**Exercise aim**: Begin with the line holding "# point at: the sky", then print every line after it through the end of the data, exactly and with nothing added.

**Provided records**:
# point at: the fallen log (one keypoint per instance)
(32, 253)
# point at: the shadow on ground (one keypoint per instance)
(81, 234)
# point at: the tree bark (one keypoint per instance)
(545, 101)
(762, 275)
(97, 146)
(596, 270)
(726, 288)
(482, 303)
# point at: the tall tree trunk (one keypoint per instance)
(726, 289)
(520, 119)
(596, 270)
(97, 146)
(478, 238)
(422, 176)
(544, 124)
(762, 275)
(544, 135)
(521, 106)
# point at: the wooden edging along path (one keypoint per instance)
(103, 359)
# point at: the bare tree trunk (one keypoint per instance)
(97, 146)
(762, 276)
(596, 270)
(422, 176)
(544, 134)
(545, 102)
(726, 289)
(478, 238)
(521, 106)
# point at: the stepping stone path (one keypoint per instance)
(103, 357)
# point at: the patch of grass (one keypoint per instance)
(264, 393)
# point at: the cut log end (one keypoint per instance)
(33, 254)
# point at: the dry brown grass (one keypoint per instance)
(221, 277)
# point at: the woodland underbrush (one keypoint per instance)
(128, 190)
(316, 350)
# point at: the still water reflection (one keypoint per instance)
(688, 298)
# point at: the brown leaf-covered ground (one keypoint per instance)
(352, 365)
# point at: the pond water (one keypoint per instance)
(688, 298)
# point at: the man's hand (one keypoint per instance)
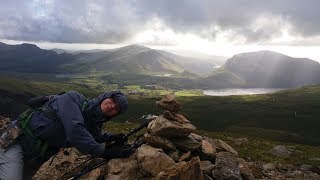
(110, 154)
(107, 137)
(121, 138)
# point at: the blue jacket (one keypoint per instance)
(77, 123)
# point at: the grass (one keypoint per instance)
(289, 115)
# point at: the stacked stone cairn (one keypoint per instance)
(173, 151)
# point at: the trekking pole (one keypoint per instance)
(77, 176)
(60, 177)
(148, 117)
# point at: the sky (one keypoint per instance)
(212, 27)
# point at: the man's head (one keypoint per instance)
(115, 104)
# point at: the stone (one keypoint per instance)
(281, 151)
(159, 142)
(246, 171)
(305, 167)
(206, 166)
(241, 141)
(185, 157)
(174, 155)
(220, 146)
(207, 149)
(269, 167)
(160, 126)
(184, 171)
(169, 115)
(186, 144)
(170, 104)
(124, 169)
(226, 166)
(153, 160)
(181, 119)
(196, 137)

**Solution to this exercise**:
# point at: the sky (one keypoint per instance)
(212, 27)
# point at: the man's head (one keypoint per instance)
(115, 104)
# point at: the stone (one keypoint per instance)
(281, 151)
(159, 142)
(246, 171)
(305, 167)
(206, 166)
(241, 141)
(185, 157)
(174, 155)
(220, 146)
(207, 149)
(269, 167)
(160, 126)
(184, 171)
(169, 115)
(186, 144)
(170, 104)
(124, 169)
(226, 166)
(153, 160)
(181, 119)
(196, 137)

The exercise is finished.